▶ **EXERCISE BRIEF**: All lines of the entries with "porch" in them must be listed.
--- RECORDED INFORMATION ---
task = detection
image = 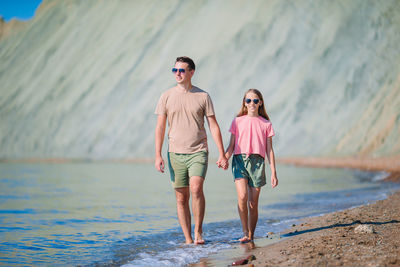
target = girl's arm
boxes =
[266,137,278,188]
[225,134,235,160]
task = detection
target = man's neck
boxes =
[176,82,193,92]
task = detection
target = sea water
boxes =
[0,162,398,266]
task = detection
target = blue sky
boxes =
[0,0,42,21]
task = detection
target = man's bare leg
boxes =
[175,187,193,244]
[190,176,205,244]
[248,186,261,241]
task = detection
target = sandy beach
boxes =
[193,156,400,267]
[237,157,400,267]
[248,190,400,266]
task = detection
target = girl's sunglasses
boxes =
[172,68,186,73]
[245,98,260,104]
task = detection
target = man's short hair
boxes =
[176,56,195,70]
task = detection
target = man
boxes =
[155,56,228,244]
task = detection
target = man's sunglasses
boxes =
[172,68,186,73]
[245,98,260,104]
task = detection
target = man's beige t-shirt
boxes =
[155,86,215,154]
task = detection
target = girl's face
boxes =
[244,92,262,115]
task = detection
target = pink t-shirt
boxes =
[229,115,275,159]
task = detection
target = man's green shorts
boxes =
[167,151,208,188]
[232,154,266,188]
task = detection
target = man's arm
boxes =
[206,115,228,169]
[155,114,167,173]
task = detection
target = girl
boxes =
[225,89,278,243]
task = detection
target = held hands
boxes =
[271,174,278,188]
[216,155,229,170]
[155,156,165,173]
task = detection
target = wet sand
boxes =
[191,156,400,267]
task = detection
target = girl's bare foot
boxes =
[239,236,252,243]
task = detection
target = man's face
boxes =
[173,62,194,84]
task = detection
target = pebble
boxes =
[231,255,256,266]
[247,255,256,261]
[266,231,275,238]
[354,224,374,234]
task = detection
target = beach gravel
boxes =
[250,189,400,266]
[238,156,400,266]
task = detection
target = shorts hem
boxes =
[190,174,206,179]
[173,184,190,189]
[252,182,266,188]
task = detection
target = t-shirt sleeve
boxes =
[266,122,275,137]
[155,93,167,115]
[204,94,215,117]
[229,118,237,134]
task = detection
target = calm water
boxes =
[0,162,398,266]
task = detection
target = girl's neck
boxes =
[247,111,259,117]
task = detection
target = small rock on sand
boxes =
[354,224,374,234]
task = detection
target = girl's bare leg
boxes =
[235,178,250,241]
[247,186,261,240]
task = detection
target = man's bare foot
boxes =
[194,233,205,245]
[239,236,252,243]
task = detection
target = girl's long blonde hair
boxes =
[237,89,270,120]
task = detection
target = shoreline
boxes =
[0,157,155,164]
[2,154,399,170]
[191,155,400,266]
[277,155,400,181]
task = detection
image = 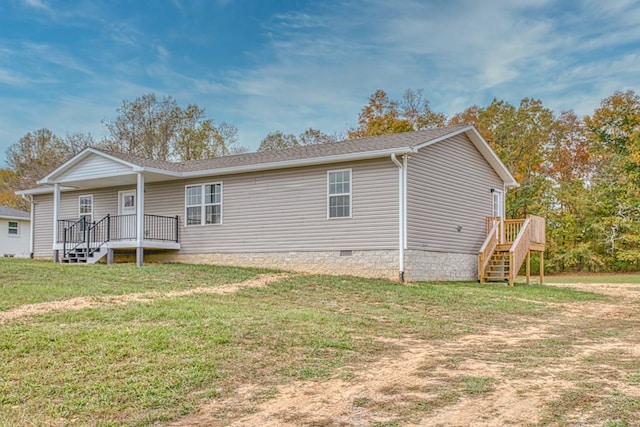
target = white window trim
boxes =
[78,194,93,223]
[8,221,19,237]
[327,168,352,219]
[492,189,504,219]
[184,182,223,226]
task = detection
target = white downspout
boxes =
[402,154,408,252]
[21,194,34,257]
[391,153,405,281]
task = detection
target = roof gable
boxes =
[412,126,517,187]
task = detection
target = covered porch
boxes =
[56,213,179,264]
[35,149,183,266]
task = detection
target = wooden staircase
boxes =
[484,252,510,282]
[478,215,545,286]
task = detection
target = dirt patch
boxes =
[0,273,290,324]
[168,282,640,426]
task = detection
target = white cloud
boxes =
[2,0,639,161]
[22,0,49,11]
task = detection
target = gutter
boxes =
[21,193,35,257]
[391,153,407,282]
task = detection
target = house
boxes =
[17,125,545,283]
[0,205,31,258]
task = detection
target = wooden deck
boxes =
[478,215,546,286]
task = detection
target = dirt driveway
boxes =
[169,281,640,427]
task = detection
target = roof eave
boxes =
[0,215,30,220]
[179,147,414,178]
[15,186,77,196]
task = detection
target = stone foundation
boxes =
[146,250,400,281]
[404,249,478,282]
[37,248,479,283]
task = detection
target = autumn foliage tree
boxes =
[258,128,336,152]
[582,90,640,270]
[102,93,240,161]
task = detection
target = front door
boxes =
[118,190,137,239]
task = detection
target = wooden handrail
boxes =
[509,218,531,286]
[478,221,500,283]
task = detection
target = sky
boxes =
[1,0,639,166]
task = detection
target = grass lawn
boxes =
[545,272,640,284]
[1,258,638,426]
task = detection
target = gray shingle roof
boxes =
[0,205,30,219]
[100,125,469,173]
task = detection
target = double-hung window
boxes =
[186,183,222,226]
[328,169,352,218]
[79,195,93,225]
[8,221,18,236]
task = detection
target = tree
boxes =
[583,90,640,270]
[257,131,299,152]
[449,98,555,218]
[400,88,447,130]
[63,132,96,157]
[0,169,27,210]
[544,111,599,272]
[298,128,337,145]
[257,128,337,152]
[6,128,72,191]
[348,90,414,138]
[102,93,240,161]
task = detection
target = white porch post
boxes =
[52,183,60,262]
[136,172,145,266]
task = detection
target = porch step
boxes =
[61,247,108,264]
[484,251,509,282]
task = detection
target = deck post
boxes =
[540,251,544,284]
[526,251,530,285]
[136,247,144,267]
[107,249,114,265]
[136,172,145,267]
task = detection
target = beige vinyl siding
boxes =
[56,154,132,182]
[145,158,399,252]
[33,194,53,257]
[32,157,399,254]
[407,134,503,254]
[58,188,119,221]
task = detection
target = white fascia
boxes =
[178,148,414,179]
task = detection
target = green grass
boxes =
[0,258,273,311]
[0,259,634,426]
[545,273,640,284]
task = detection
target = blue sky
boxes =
[1,0,639,165]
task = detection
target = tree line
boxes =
[2,89,639,273]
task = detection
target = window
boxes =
[79,195,93,224]
[492,189,503,219]
[328,169,351,218]
[185,183,222,226]
[8,221,18,236]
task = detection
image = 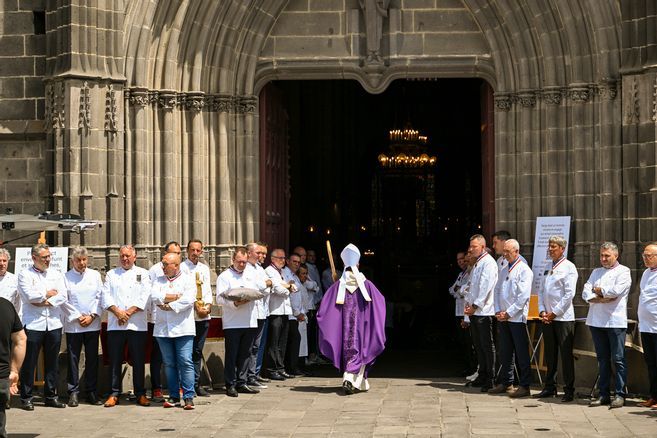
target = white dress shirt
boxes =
[102,266,151,331]
[64,268,103,333]
[306,262,323,305]
[449,269,469,317]
[0,272,20,314]
[246,262,271,320]
[265,265,292,316]
[216,267,259,329]
[582,264,631,329]
[538,257,578,321]
[17,265,69,331]
[303,278,319,311]
[639,268,657,333]
[494,259,533,323]
[284,268,304,320]
[465,253,498,316]
[150,271,196,337]
[182,259,213,322]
---
▶ **EXPECTED ANSWER**:
target = covered porch
target = white porch post
target = porch step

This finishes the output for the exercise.